▶ DATASET EXCERPTS:
-- begin --

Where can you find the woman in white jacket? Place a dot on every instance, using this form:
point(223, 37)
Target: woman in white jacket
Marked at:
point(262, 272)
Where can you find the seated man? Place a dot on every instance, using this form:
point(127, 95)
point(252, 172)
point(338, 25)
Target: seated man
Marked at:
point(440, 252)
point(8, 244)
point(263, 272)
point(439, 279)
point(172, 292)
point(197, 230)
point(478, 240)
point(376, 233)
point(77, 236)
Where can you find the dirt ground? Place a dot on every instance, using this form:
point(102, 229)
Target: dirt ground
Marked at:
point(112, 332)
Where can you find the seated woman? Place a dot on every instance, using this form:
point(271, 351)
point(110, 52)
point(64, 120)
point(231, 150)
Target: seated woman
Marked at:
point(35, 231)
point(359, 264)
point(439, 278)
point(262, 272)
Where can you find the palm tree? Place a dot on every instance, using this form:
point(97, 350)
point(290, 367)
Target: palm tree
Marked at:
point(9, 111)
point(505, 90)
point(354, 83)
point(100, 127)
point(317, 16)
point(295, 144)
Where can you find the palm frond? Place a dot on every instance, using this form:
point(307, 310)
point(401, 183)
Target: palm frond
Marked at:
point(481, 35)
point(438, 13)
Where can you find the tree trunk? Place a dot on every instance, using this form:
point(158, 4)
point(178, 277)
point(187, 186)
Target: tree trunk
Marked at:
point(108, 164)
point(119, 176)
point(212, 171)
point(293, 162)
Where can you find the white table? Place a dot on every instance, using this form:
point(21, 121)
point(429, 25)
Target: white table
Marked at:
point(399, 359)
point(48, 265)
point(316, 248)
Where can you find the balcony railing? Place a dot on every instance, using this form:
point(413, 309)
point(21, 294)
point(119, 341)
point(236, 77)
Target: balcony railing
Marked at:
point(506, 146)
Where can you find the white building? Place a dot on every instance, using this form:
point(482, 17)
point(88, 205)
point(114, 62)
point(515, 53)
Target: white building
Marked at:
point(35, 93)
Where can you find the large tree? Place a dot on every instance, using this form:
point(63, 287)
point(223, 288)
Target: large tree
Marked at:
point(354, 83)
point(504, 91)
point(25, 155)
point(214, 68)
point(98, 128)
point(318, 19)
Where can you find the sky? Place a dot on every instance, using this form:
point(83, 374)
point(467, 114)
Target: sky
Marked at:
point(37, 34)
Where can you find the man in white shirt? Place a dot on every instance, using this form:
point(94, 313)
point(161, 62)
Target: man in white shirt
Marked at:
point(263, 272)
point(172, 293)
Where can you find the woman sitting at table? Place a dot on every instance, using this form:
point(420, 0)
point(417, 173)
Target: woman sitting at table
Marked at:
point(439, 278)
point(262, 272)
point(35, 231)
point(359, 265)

-- end --

▶ GIVEN INSTRUCTION:
Copy out the entries word for word, starting at the line that contains "Where can you find the white table?" and ending at the line that contains "point(37, 34)", with both of those lines included.

▶ EXPECTED ANSWER:
Where can you find the white table? Place a dot on every instance, using this form:
point(21, 121)
point(429, 25)
Target: white table
Marked at:
point(399, 359)
point(48, 265)
point(316, 248)
Where can you find the balcony railing? Place a dot on every instance, using this form:
point(413, 309)
point(21, 294)
point(119, 341)
point(236, 77)
Target: balcony railing
Marked at:
point(506, 146)
Where can you find the white building? Place a dot on every instance, using this form:
point(482, 17)
point(88, 205)
point(114, 62)
point(515, 53)
Target: white building
Marked at:
point(35, 93)
Where can you find the large tree? Place a dot on every instance, using this form:
point(63, 287)
point(223, 288)
Target: large tree
Marked at:
point(354, 83)
point(504, 91)
point(25, 155)
point(214, 68)
point(98, 128)
point(318, 19)
Where can you find the sky? Place a dot on every instance, using this form:
point(83, 374)
point(467, 114)
Target: sky
Marked at:
point(37, 34)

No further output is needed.